Material provided |

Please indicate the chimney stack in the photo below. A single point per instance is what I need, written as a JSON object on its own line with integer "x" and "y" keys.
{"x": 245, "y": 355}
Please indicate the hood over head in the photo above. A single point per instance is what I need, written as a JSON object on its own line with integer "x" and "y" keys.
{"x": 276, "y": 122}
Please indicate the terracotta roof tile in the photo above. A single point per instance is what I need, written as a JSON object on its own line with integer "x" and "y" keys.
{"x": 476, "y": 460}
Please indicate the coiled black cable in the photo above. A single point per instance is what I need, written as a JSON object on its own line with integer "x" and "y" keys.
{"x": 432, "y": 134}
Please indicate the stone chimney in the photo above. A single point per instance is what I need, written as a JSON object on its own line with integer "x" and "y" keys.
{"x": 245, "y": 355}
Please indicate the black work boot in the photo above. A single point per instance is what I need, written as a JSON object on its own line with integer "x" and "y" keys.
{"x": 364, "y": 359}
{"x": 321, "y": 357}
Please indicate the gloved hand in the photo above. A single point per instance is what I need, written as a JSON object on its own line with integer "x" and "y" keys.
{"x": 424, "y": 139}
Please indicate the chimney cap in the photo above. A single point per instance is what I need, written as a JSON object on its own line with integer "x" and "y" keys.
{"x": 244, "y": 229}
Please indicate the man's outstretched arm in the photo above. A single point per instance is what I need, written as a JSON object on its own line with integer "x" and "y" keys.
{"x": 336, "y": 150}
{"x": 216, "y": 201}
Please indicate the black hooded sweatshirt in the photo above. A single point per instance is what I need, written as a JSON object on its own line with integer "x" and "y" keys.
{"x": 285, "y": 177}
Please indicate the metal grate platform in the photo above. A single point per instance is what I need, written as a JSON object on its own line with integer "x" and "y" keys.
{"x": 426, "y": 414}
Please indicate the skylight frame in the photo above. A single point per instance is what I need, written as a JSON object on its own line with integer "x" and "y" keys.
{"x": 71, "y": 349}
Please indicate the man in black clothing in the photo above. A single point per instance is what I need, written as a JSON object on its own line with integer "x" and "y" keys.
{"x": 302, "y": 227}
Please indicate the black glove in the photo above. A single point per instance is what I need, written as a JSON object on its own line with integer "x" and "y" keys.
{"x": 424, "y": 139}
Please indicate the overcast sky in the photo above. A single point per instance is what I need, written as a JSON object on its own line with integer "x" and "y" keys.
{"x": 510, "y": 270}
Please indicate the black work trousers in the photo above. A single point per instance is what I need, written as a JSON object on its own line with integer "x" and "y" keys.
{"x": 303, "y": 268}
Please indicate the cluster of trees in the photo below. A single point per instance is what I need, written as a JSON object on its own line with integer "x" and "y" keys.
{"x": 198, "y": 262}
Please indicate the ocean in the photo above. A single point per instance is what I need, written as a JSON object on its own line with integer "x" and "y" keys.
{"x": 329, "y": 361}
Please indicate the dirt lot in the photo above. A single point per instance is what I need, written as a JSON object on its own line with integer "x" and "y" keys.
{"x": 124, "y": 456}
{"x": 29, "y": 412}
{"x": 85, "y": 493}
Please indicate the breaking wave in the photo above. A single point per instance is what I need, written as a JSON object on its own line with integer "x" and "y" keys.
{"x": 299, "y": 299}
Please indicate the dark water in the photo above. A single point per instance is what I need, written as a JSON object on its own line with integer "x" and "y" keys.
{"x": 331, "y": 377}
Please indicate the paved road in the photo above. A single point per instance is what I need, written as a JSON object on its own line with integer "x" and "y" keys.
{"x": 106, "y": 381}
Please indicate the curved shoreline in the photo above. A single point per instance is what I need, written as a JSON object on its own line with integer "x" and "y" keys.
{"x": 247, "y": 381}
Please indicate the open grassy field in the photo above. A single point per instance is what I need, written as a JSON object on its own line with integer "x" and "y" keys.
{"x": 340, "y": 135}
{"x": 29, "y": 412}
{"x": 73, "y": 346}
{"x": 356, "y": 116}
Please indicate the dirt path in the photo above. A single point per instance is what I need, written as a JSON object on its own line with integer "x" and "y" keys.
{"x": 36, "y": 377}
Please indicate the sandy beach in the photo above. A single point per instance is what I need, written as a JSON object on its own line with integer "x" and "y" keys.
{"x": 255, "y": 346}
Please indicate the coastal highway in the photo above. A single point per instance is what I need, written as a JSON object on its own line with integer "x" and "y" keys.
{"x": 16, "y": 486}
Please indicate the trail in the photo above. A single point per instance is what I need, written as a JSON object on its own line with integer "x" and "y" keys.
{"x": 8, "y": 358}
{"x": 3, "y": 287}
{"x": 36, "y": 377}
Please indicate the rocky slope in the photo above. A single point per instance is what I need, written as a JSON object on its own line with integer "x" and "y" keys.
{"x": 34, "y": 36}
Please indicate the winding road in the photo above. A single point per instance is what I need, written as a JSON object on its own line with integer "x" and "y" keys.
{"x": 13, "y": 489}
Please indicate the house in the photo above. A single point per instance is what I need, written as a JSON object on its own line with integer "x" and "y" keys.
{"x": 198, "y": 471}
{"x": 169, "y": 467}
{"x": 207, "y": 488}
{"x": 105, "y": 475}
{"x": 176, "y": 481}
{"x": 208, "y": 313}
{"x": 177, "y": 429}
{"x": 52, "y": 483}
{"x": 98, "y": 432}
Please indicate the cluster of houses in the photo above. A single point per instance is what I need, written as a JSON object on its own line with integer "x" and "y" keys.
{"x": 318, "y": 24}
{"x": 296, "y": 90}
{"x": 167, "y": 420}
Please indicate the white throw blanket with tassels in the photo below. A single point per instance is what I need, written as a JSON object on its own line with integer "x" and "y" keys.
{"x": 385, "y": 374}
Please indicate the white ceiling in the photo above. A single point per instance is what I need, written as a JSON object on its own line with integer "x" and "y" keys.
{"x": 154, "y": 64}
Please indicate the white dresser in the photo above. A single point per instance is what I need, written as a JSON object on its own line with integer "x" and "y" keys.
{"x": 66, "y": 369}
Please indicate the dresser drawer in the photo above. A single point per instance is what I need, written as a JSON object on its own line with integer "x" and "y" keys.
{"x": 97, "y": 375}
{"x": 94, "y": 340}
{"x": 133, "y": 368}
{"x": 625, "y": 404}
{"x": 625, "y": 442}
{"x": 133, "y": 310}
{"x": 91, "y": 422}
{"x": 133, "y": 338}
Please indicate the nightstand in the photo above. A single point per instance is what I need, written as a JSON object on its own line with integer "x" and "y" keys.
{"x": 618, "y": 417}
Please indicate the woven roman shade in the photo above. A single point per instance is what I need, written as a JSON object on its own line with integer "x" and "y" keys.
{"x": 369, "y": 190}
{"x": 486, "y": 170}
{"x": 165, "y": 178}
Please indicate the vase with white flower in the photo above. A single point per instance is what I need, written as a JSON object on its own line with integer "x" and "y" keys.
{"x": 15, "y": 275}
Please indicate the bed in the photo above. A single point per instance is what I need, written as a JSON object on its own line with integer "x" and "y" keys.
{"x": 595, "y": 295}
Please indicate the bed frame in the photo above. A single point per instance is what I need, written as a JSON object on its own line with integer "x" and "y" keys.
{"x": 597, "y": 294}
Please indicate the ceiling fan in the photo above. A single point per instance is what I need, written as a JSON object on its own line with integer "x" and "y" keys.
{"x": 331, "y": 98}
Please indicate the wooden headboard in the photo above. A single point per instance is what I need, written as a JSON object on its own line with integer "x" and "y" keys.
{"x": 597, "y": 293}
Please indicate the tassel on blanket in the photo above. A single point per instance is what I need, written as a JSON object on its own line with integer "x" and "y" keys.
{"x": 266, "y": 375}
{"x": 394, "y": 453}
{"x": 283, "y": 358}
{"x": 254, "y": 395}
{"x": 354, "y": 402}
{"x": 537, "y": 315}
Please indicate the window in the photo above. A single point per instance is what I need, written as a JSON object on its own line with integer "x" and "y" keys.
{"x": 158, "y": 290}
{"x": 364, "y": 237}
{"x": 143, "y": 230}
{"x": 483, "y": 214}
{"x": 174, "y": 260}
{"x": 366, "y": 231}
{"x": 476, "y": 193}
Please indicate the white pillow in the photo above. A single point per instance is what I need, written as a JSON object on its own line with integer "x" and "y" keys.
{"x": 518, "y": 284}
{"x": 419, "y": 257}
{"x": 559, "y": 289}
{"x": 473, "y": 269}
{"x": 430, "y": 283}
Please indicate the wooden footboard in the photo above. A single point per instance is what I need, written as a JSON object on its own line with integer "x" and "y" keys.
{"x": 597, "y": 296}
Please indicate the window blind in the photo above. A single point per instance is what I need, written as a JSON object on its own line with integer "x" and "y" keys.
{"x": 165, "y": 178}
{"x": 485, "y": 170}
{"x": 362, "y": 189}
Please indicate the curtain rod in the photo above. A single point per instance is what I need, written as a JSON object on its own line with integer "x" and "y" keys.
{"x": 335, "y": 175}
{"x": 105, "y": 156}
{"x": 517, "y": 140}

Task statement |
Lines from the one holding "Please indicate the curtain" through the end of the material above should be output exactly, and all others skipped.

Exercise answer |
Please indicate the curtain rod in the photo above. A single point per instance is what I need, written as a JSON object on its own line with integer "x" and "y" keys.
{"x": 335, "y": 175}
{"x": 105, "y": 156}
{"x": 517, "y": 140}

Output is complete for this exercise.